Repeat every record below exactly as written.

== Provided data ==

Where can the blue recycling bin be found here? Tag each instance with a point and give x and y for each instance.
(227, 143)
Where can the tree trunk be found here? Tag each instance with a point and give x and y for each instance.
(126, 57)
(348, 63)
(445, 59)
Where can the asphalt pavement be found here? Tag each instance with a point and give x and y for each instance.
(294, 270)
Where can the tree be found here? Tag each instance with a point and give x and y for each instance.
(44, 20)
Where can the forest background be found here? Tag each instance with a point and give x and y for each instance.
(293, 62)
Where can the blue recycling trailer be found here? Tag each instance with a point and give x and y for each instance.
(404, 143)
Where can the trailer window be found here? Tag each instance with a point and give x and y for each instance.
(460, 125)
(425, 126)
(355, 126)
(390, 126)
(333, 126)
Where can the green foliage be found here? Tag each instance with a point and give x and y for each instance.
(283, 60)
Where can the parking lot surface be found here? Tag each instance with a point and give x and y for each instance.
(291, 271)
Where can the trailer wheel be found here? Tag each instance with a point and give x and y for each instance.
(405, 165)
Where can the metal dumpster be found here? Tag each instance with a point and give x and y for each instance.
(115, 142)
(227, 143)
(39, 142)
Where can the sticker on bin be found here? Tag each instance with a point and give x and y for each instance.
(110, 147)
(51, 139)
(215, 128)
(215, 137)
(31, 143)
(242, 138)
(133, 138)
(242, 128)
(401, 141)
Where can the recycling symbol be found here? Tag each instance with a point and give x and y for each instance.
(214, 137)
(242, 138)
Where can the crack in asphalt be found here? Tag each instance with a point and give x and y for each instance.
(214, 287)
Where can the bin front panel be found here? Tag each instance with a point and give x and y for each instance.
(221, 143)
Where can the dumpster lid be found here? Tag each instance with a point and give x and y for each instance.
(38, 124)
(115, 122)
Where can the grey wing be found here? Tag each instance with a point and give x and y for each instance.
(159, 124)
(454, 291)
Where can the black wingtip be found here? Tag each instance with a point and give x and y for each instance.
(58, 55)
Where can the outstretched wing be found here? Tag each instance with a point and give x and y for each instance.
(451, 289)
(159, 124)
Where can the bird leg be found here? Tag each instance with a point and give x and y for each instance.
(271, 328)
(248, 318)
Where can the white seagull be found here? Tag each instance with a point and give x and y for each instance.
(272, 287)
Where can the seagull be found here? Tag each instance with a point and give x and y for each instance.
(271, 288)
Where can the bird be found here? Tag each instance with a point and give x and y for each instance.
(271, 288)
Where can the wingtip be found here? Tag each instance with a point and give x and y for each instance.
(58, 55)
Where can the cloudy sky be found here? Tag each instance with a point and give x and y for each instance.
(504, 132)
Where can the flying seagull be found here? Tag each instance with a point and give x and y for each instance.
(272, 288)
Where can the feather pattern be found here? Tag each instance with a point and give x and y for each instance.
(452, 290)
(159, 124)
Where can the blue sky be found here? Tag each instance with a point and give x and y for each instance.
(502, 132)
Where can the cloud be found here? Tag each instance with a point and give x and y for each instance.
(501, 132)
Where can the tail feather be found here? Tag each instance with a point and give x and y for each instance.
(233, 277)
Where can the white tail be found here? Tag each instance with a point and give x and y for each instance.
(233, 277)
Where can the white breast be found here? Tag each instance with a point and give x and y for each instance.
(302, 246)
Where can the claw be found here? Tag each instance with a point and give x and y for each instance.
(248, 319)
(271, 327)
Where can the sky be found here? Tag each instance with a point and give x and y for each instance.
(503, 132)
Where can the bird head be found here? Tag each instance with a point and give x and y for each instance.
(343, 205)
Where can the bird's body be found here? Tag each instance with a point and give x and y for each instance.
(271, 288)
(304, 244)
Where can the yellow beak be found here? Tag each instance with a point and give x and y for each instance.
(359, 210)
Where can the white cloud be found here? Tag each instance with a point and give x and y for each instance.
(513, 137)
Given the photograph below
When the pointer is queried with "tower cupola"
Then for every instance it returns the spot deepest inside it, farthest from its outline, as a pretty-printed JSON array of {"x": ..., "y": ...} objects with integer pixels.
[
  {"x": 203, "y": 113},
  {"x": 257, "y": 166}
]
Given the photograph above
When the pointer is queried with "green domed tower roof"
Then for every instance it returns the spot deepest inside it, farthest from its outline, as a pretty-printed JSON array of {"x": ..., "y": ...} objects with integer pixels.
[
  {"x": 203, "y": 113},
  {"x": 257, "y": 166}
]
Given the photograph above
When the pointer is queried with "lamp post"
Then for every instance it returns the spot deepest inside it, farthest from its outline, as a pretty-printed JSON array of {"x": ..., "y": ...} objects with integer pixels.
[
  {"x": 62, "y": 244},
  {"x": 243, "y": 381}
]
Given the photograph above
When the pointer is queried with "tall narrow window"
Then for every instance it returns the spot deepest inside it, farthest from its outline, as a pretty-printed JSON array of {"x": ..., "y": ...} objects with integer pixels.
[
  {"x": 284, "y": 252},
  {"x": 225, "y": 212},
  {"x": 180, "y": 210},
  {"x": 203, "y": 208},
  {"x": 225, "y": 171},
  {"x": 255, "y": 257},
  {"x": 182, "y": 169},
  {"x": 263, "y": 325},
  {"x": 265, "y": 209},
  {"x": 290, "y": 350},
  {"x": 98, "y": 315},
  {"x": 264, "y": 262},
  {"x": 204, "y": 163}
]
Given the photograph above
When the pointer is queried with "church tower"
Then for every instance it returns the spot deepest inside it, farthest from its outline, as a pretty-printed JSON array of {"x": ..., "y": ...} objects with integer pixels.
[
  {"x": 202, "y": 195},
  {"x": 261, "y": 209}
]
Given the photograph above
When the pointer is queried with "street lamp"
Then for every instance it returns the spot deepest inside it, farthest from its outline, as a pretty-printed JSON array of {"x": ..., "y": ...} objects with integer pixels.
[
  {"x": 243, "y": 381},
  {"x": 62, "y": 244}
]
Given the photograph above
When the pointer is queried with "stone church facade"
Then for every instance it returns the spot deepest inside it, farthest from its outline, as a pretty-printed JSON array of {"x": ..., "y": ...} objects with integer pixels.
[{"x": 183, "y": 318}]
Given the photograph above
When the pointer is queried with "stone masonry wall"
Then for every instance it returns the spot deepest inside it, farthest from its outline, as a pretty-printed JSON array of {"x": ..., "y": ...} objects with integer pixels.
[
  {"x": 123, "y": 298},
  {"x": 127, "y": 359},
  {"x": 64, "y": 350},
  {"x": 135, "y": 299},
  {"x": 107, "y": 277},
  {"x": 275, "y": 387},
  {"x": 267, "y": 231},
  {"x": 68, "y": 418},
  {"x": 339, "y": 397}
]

===

Reply to the task:
Where can the blue recycling bin be found here? Tag each instance with a point and give x and y for each instance.
(227, 143)
Where can the tree trunk be found here? Tag each instance with a point and give x and y for each instance.
(126, 57)
(348, 63)
(445, 59)
Where can the asphalt pavement be found here? Tag each instance with a point and give x and y for each instance.
(294, 270)
Where can the tree be found here? Tag each instance with a point and give x and y for each instance.
(44, 20)
Where can the forest background be found here? Tag each instance with a point and give x and y for each instance.
(293, 62)
Where can the blue recycling trailer be found here? Tag each instance with a point and give x and y for each instance.
(404, 143)
Where can the trailer window be found here? Tag each instance with a point and give x and y for each instance.
(460, 125)
(425, 126)
(355, 126)
(390, 126)
(333, 126)
Where can the green foliage be found here? Tag each instance with a point and give x and y for each instance.
(283, 60)
Where can the parking lot surface be found here? Tag each instance with a point and give x and y for each instance.
(291, 271)
Where can the trailer wheel be found here? Tag each instance with a point and give x and y for each instance.
(405, 165)
Where can the metal dumpster be found here? Tag each instance with a point and give x and y for each instance.
(115, 142)
(227, 143)
(39, 142)
Where can the sticker on bin be found here? Tag each instance with a point and give x and y for each instance.
(110, 147)
(51, 139)
(215, 128)
(215, 137)
(31, 143)
(242, 138)
(133, 138)
(242, 128)
(401, 141)
Where can the recycling symbol be found here? Tag each instance with a point and give x and y for each instance.
(214, 137)
(242, 138)
Where can the crack in asphalt be found here? Tag each instance with a point and give x and y for each instance.
(214, 287)
Where can the bin front panel be found here? Tag each instance with a point and give x and y for each instance.
(221, 143)
Where can the dumpster lid be found here? Tag each instance with a point and give x and y for each instance.
(38, 124)
(115, 122)
Where can the grey wing be found here? Tag each instance with a point and give x and y for each instance.
(159, 124)
(454, 291)
Where can the black wingtip be found here? Tag each instance with a point and give x and y for each instance.
(58, 55)
Where can the outstretched wing be found here? Tag each instance with a point and give x and y for each instance.
(451, 289)
(159, 124)
Where can the bird leg be found here? Tag each instance with a point and give x and y for each instance.
(271, 328)
(248, 318)
Where can the white seagull be found here? Tag each instance with a point and give x and y for each instance.
(272, 287)
Where can the seagull be found here? Tag each instance with a point and give x and y for each instance.
(271, 288)
Where can the bird be found here? Tag each instance with a point and give x and y for each instance.
(271, 288)
Where can the wingtip be found here? Tag each instance with a point and give x and y for each instance.
(58, 55)
Where can the cloudy sky be found here? Tag each instance with a point and give x and y for each instance.
(504, 132)
Where can the flying seagull be found here? Tag each instance with a point and give x and y for each instance.
(272, 288)
Where can the feather pattern be found here? Tag each instance with a point and give x and y for each instance.
(452, 290)
(159, 124)
Where can the blue sky be found here? Tag each instance with a point and give x and y for each instance.
(502, 132)
Where can the cloud be found here? Tag each instance with a point and give x and y for each instance.
(501, 132)
Where can the tail feather be found here? Tag each instance with a point and give x and y for each instance.
(233, 277)
Where can the white tail be found here? Tag each instance with a point and give x and y for each instance.
(233, 277)
Where can the white breast be found here? Tag each instance with a point and give x and y for each instance.
(302, 246)
Where can the claw be found here? Tag each instance with a point and give x and y for each instance.
(248, 319)
(271, 327)
Where can the sky be found here? Tag each instance with a point and give x and y for each instance.
(503, 132)
Where can the bird head be found here? Tag each instance with a point and give x and y for each instance.
(343, 205)
Where can the bird's body be found here? Tag each instance with a point and give x and y for each instance.
(271, 288)
(304, 244)
Where can the yellow beak be found here? Tag each instance with a point and give x and y for each instance.
(359, 210)
Where can the white cloud be found here? Tag each instance with a point and give x and y for each instance.
(513, 137)
Given the photograph below
When the pointer is queried with "tower cupola"
Then for every instance it returns the spot deepest inside it, farthest from its outline, as a pretty-printed JSON array of {"x": ..., "y": ...} objects with integer pixels.
[
  {"x": 203, "y": 113},
  {"x": 257, "y": 166}
]
Given the photograph above
When the pointer is queried with "green domed tower roof"
Then for every instance it returns the spot deepest inside it, farthest from its outline, as a pretty-printed JSON array of {"x": ..., "y": ...} objects with integer pixels.
[
  {"x": 203, "y": 113},
  {"x": 257, "y": 166}
]
Given the photograph above
When the pointer is queried with "lamp post"
Then for every instance it returns the spot deepest inside it, farthest from its outline, as a pretty-printed JSON array of {"x": ..., "y": ...} objects with integer pixels.
[
  {"x": 62, "y": 244},
  {"x": 243, "y": 381}
]
Given the photograph above
When the pointer is queried with "tall narrow window"
Then for every instance it returns the spot deepest inside it, farthest from its outline, as a pretty-printed JSON array of {"x": ..., "y": ...} objects with integer pixels.
[
  {"x": 284, "y": 252},
  {"x": 225, "y": 212},
  {"x": 180, "y": 210},
  {"x": 203, "y": 208},
  {"x": 225, "y": 171},
  {"x": 255, "y": 257},
  {"x": 182, "y": 169},
  {"x": 263, "y": 325},
  {"x": 265, "y": 209},
  {"x": 290, "y": 350},
  {"x": 98, "y": 315},
  {"x": 264, "y": 262},
  {"x": 204, "y": 163}
]
Given the photograph above
When the pointer is queried with "church tower"
Then for every instance it returns the spot deepest inside it, farthest from its outline, as a pretty-printed JSON array of {"x": ..., "y": ...} objects with integer pixels.
[
  {"x": 202, "y": 195},
  {"x": 261, "y": 209}
]
Given the photograph above
When the pointer is queried with "street lamp"
Then for every instance it returns the spot deepest inside it, farthest from its outline, as a pretty-printed JSON array of {"x": ..., "y": ...} objects with integer pixels.
[
  {"x": 243, "y": 381},
  {"x": 62, "y": 244}
]
Given the photograph above
When the pointer is queried with "stone church facade"
Then for every instance it returns the spot deepest inside it, farthest from its outline, as a pretty-printed JSON array of {"x": ..., "y": ...} objects with integer pixels.
[{"x": 183, "y": 318}]
Given the photograph above
When the pointer is queried with "stone masonry wall"
Then for every instance it returns the spot deepest inside it, farthest from its outline, as a pretty-printed JSON array of {"x": ..., "y": ...} objects with integer pixels.
[
  {"x": 123, "y": 298},
  {"x": 127, "y": 359},
  {"x": 64, "y": 350},
  {"x": 135, "y": 299},
  {"x": 107, "y": 277},
  {"x": 275, "y": 387},
  {"x": 267, "y": 231},
  {"x": 68, "y": 418},
  {"x": 339, "y": 397}
]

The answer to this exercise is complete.